# Start of Extracted material
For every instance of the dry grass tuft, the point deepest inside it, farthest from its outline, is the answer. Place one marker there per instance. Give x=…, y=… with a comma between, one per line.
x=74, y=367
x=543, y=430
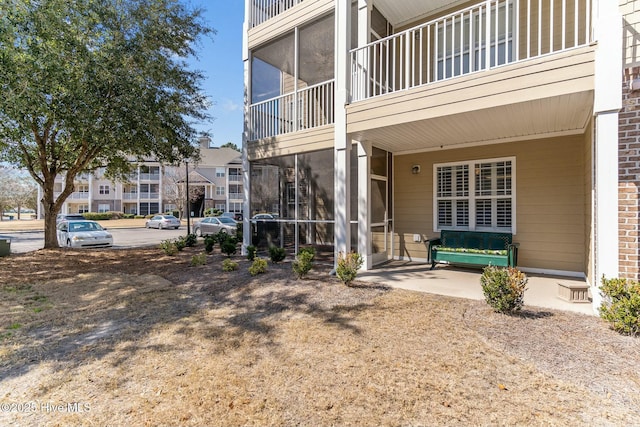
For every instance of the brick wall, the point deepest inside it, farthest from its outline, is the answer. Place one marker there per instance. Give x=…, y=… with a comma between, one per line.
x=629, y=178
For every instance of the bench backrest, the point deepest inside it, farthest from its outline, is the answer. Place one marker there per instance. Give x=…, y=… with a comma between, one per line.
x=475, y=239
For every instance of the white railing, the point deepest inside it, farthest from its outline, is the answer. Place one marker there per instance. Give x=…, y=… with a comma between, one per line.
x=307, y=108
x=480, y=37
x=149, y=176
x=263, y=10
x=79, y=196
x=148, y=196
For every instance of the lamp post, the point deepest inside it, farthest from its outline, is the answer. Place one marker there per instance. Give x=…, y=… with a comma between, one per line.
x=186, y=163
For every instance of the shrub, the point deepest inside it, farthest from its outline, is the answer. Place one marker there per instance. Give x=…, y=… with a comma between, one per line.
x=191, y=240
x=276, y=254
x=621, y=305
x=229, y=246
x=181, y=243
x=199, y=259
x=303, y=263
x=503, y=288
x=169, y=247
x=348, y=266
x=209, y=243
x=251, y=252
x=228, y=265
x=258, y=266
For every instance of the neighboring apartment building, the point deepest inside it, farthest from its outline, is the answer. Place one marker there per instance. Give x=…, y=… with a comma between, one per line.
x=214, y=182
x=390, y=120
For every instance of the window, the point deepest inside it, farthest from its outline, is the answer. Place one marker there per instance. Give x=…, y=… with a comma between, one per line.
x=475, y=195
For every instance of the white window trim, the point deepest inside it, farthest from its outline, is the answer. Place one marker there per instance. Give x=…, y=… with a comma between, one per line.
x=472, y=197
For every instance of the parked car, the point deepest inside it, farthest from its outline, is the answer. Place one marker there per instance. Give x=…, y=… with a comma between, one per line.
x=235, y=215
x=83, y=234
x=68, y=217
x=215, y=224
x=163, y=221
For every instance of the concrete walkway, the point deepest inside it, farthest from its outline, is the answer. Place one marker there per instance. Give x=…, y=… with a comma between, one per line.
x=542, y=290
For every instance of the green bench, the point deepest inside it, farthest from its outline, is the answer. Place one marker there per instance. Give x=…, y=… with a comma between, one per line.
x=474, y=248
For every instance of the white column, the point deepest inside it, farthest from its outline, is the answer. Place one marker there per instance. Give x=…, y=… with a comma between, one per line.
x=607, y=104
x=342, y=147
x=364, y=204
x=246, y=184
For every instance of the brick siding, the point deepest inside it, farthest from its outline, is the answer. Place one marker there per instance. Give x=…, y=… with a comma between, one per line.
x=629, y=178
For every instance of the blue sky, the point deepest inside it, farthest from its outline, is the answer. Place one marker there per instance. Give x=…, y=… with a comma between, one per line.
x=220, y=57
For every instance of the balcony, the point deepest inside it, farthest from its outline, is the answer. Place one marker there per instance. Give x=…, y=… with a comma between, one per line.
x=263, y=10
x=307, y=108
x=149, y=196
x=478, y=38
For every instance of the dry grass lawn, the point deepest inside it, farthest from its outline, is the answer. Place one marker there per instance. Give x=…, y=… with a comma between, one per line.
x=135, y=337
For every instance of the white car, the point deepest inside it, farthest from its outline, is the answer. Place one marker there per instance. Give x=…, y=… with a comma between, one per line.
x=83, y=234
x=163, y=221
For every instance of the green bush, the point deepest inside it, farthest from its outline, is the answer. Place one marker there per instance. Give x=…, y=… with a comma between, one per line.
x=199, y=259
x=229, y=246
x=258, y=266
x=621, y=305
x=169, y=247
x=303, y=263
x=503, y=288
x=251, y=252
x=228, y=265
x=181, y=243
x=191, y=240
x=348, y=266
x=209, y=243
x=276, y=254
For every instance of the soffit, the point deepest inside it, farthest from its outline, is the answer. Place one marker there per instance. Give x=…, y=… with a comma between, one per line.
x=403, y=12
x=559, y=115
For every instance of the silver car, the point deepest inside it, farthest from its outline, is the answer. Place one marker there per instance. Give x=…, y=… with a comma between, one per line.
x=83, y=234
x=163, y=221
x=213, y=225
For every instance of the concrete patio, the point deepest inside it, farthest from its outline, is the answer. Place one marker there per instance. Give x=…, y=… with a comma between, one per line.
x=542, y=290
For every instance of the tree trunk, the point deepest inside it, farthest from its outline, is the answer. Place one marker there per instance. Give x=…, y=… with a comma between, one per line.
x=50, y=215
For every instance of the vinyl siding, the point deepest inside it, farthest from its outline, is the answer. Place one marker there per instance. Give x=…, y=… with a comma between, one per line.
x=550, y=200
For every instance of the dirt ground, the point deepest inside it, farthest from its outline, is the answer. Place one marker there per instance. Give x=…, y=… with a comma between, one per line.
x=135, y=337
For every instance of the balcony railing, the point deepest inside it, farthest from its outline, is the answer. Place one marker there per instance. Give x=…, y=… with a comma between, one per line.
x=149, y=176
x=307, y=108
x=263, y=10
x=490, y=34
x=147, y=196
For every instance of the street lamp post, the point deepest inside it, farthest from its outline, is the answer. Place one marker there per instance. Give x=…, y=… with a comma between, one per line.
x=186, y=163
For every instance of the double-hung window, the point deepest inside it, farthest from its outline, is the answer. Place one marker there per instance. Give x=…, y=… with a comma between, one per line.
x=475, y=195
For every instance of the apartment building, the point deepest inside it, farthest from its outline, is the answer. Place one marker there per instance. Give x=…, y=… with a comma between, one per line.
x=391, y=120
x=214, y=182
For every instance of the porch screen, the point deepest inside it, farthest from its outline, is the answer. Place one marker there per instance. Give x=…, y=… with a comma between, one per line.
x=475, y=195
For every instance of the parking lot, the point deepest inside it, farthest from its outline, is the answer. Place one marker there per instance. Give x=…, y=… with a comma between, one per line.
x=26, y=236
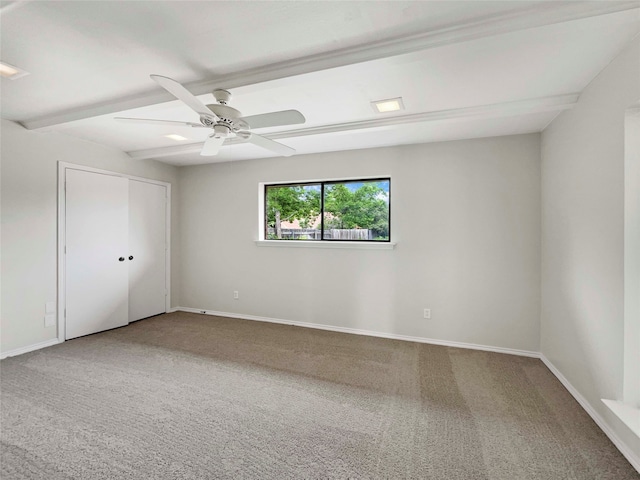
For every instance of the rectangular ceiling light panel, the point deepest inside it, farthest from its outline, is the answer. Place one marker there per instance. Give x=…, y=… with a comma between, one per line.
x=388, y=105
# End of Extracted material
# Start of Extracted material
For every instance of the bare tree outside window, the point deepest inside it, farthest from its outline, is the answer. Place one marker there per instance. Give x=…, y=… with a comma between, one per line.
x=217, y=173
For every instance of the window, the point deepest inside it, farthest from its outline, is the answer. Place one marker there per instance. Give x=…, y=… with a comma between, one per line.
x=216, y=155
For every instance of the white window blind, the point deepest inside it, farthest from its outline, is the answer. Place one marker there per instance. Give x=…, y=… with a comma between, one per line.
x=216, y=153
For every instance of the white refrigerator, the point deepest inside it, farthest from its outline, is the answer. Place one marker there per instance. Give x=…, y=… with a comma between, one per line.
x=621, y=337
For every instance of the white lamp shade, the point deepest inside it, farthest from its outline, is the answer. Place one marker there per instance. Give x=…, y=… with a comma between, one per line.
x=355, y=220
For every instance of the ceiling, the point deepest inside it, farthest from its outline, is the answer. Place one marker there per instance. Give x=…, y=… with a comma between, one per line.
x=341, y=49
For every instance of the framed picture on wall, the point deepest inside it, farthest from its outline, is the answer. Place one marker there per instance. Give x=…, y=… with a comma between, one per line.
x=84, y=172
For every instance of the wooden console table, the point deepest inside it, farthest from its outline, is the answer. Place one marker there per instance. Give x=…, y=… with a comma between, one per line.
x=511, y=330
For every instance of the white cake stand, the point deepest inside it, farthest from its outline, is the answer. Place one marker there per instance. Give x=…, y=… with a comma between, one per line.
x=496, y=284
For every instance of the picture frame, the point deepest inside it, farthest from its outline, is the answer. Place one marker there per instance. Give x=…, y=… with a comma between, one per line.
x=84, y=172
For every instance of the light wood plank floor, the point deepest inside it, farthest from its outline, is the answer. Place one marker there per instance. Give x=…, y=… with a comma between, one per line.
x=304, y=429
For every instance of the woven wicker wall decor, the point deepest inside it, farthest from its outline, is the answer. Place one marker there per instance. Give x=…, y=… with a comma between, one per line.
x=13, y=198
# End of Extracted material
The exercise: Can you reproduce the material word for word, everything from the line containing "For every instance of the balcony railing, the" down to the line containing "x=490, y=34", with both of those lines included?

Reply to the task:
For every instance of the balcony railing, the point deepest inside it, farthest from its outline, is the answer. Place one marker there per instance. Give x=…, y=… with a comma between, one per line.
x=149, y=176
x=307, y=108
x=263, y=10
x=490, y=34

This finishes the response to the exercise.